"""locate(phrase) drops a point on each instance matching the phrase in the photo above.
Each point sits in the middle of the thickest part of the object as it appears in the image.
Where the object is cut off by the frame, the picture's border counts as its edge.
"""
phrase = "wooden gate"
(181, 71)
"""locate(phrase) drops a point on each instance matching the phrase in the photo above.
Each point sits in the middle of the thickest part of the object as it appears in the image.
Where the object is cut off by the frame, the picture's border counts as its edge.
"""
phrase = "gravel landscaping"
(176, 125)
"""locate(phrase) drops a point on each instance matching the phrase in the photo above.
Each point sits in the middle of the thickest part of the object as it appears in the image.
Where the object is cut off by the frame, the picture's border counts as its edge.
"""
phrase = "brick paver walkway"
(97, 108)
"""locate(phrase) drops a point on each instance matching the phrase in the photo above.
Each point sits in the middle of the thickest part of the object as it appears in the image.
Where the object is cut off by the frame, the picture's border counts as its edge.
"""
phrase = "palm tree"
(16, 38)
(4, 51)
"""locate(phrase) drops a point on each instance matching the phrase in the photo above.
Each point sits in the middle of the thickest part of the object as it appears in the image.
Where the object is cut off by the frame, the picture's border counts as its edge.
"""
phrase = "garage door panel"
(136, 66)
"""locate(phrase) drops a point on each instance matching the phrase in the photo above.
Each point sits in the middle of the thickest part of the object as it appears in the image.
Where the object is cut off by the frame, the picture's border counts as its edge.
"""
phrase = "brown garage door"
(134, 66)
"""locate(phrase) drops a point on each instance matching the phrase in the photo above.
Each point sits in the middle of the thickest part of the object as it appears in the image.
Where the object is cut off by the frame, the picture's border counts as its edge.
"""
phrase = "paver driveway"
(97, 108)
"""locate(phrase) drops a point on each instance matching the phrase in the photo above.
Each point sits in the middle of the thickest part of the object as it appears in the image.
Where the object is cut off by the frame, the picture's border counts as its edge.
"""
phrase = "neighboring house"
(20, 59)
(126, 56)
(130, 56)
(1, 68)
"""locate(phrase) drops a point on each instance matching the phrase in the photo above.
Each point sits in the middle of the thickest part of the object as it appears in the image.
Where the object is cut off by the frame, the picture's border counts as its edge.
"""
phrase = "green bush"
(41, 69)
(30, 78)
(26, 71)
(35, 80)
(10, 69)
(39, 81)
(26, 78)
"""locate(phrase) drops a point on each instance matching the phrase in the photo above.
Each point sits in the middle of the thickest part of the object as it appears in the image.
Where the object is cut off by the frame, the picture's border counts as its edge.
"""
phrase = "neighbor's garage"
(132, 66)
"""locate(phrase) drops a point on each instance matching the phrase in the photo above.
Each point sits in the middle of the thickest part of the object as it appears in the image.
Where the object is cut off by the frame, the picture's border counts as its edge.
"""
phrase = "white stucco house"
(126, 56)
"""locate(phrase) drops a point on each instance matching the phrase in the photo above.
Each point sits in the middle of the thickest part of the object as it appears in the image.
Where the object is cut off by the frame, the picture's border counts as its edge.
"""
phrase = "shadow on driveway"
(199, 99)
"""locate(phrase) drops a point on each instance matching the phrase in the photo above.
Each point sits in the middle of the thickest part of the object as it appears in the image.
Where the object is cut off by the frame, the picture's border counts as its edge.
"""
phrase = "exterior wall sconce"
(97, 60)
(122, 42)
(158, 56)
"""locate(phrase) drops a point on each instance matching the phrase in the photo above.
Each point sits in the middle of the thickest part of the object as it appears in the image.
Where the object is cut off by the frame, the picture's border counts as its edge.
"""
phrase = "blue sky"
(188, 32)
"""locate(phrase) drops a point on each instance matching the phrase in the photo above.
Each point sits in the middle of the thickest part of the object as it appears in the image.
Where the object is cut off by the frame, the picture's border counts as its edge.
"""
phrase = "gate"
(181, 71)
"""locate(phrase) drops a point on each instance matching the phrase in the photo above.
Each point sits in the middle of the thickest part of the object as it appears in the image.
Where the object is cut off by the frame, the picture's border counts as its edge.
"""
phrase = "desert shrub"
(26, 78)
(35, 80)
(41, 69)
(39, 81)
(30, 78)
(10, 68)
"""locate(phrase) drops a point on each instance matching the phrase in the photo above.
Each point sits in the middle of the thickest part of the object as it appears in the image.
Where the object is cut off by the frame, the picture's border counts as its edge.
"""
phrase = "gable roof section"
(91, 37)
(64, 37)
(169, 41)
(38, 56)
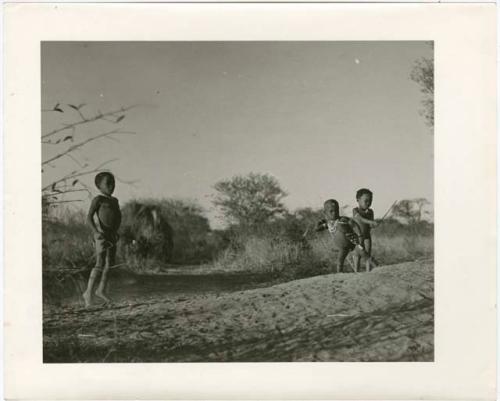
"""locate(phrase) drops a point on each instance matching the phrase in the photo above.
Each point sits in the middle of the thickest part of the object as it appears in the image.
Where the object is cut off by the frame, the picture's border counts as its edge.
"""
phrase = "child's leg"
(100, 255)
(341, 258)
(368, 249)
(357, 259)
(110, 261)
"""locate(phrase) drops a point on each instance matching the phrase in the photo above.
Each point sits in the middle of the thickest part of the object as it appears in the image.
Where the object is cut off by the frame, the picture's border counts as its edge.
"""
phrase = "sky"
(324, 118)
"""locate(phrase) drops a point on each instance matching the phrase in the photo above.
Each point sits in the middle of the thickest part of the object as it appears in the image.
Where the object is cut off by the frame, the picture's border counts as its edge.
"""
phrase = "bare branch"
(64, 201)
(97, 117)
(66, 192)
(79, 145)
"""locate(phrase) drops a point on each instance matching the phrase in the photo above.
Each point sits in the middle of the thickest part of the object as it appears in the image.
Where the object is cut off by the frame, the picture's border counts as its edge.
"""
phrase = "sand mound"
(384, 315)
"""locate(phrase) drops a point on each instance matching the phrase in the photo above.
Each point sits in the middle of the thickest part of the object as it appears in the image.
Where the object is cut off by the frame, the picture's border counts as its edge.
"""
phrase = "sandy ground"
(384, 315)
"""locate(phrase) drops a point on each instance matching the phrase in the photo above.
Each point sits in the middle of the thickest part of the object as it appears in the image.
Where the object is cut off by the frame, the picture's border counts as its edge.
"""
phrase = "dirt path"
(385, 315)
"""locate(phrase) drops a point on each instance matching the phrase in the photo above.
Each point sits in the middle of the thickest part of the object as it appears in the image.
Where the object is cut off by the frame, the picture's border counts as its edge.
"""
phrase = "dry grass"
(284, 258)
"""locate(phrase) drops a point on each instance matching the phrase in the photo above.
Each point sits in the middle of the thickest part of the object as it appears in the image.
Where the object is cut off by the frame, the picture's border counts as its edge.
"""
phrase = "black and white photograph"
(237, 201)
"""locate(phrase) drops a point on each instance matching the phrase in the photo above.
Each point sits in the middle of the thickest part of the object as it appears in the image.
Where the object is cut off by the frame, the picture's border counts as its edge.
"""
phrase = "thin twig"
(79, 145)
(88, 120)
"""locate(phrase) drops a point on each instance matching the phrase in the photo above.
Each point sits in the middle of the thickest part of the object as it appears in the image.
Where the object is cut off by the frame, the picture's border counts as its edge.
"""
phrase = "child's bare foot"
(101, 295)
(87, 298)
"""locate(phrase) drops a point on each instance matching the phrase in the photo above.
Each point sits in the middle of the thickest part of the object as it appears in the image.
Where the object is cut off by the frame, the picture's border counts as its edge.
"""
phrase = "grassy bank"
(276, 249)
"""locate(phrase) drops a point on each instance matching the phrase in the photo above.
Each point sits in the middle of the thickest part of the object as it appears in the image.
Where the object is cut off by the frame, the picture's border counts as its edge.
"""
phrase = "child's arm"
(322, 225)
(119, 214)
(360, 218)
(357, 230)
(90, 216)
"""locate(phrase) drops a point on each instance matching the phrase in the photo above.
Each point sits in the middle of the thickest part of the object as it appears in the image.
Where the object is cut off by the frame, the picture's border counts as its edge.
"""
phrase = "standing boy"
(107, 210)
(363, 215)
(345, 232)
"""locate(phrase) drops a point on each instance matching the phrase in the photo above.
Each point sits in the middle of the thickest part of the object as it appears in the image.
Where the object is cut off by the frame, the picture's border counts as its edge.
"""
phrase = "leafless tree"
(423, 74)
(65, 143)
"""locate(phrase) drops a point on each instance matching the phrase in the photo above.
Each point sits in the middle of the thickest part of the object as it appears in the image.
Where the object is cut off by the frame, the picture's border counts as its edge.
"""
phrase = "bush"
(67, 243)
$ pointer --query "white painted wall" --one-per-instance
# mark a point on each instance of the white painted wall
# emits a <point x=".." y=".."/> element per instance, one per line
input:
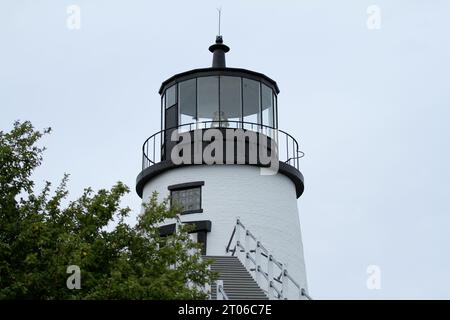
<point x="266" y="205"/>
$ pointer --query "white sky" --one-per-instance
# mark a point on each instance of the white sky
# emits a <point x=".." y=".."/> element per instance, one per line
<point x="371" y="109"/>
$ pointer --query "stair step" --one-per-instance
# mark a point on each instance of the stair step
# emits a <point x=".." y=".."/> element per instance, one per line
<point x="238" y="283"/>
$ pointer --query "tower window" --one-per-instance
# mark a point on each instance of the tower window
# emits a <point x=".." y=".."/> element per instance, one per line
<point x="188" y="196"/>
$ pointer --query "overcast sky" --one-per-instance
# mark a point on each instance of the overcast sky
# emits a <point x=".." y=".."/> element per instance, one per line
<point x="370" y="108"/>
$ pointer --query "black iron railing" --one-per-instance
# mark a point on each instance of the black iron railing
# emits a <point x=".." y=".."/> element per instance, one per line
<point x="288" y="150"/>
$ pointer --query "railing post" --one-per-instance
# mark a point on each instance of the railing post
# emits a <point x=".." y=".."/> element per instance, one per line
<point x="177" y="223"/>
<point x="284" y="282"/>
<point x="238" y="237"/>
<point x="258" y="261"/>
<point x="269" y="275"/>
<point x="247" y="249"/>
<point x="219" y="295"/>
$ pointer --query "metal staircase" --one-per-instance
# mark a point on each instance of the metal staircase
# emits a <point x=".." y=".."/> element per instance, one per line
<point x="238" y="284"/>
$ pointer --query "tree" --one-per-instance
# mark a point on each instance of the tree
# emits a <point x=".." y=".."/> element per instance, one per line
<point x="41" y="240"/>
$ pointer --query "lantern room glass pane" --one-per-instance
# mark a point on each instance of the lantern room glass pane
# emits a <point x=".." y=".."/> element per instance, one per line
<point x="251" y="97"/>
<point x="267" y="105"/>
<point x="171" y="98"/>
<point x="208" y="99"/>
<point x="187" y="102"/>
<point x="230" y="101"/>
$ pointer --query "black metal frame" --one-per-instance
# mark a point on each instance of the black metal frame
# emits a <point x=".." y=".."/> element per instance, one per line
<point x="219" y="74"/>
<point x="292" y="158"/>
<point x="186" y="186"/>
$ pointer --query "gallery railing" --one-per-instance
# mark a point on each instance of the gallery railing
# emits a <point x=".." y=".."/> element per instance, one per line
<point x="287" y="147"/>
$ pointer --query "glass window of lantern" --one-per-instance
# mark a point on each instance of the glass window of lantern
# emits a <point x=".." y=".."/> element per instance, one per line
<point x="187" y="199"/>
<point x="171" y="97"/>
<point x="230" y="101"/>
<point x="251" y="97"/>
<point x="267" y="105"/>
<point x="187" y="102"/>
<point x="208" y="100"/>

...

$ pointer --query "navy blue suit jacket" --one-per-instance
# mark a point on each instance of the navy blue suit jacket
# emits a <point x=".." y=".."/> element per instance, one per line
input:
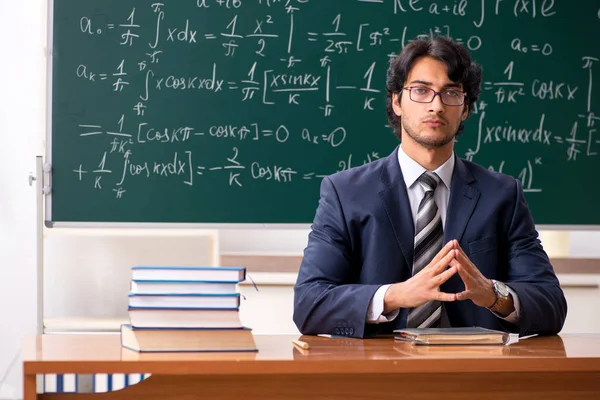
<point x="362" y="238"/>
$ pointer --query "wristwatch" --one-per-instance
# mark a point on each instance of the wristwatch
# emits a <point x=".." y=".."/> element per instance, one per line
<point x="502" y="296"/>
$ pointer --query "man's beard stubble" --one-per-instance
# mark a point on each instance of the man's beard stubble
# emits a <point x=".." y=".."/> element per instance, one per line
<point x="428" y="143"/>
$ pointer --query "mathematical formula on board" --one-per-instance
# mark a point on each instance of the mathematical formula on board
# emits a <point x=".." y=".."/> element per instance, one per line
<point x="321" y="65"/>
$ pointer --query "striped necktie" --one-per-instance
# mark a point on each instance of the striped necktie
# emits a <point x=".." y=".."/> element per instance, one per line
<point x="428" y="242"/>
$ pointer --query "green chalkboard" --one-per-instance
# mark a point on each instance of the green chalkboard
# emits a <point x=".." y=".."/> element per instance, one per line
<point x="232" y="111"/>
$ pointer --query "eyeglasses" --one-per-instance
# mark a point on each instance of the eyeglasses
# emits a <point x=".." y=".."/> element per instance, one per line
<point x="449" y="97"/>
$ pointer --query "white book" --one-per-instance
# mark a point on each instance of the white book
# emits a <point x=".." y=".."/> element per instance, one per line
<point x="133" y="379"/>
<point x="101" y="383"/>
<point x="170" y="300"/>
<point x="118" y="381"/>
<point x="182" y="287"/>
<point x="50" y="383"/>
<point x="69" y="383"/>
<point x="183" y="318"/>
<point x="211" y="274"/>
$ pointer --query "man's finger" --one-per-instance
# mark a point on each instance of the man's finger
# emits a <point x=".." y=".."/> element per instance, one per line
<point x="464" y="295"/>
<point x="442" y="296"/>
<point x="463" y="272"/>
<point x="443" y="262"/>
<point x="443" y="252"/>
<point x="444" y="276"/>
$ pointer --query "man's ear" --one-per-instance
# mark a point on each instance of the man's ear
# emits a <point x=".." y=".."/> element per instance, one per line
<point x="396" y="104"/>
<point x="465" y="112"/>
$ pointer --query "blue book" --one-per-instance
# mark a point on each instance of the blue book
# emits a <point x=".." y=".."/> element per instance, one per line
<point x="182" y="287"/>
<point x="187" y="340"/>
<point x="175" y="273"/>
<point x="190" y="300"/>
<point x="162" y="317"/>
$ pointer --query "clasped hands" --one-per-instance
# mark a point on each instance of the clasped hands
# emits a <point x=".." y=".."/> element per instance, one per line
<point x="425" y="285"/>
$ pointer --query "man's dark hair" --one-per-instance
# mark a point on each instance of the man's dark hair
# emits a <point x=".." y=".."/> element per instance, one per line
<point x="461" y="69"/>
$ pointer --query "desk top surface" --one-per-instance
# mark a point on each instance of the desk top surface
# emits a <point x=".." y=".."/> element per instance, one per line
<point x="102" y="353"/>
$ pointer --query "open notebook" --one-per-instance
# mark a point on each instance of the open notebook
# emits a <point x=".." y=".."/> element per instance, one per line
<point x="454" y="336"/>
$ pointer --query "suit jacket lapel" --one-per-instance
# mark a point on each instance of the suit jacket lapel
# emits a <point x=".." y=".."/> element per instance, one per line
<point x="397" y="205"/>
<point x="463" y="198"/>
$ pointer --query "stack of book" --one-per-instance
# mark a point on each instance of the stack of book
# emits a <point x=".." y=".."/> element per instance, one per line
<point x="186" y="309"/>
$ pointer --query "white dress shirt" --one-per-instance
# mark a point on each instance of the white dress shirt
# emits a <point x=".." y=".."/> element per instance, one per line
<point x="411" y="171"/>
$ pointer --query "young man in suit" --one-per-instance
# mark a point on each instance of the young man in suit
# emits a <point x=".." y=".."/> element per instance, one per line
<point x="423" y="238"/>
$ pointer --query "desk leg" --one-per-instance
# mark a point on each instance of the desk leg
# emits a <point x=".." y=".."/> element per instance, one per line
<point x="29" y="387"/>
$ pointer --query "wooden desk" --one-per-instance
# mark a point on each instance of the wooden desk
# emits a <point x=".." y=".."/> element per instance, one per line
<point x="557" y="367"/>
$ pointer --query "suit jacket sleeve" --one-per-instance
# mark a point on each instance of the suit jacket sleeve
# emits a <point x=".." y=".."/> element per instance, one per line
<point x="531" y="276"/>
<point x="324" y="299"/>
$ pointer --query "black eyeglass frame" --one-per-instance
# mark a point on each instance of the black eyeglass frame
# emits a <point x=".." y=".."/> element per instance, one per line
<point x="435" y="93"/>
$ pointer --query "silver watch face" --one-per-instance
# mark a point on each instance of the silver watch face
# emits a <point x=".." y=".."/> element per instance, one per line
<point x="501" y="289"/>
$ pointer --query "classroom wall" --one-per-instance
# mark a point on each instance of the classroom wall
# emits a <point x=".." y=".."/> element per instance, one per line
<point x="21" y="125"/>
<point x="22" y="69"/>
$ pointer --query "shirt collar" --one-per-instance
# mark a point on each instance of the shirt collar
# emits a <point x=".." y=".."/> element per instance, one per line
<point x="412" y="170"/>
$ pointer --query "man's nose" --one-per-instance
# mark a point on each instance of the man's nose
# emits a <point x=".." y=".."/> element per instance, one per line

» What needs to be done: Count the lines in the entries above that contain the string "suit", matching case exactly, and reply with only that number.

» Result below: 8